Given task — Can you repeat every record below word for word, leaving out the pictures?

####

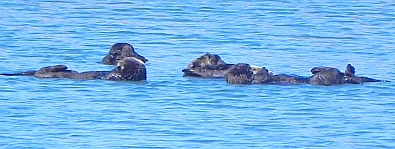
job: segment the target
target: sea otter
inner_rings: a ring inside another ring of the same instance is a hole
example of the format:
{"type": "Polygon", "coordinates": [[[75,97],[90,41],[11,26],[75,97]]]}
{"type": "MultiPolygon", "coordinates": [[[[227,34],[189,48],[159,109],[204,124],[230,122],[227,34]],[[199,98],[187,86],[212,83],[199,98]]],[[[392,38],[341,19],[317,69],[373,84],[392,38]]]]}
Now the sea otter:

####

Response —
job: segment the target
target: sea otter
inner_rings: a ring inside another ring of the same instance is a hole
example of the format:
{"type": "Polygon", "coordinates": [[[75,97],[90,41],[11,26],[75,97]]]}
{"type": "MultiPolygon", "coordinates": [[[[227,34],[189,48],[159,109],[204,124],[230,122],[227,34]],[[199,98],[187,86],[212,83],[199,98]]],[[[392,38],[341,19],[317,69],[373,84],[392,38]]]]}
Now the sea otter:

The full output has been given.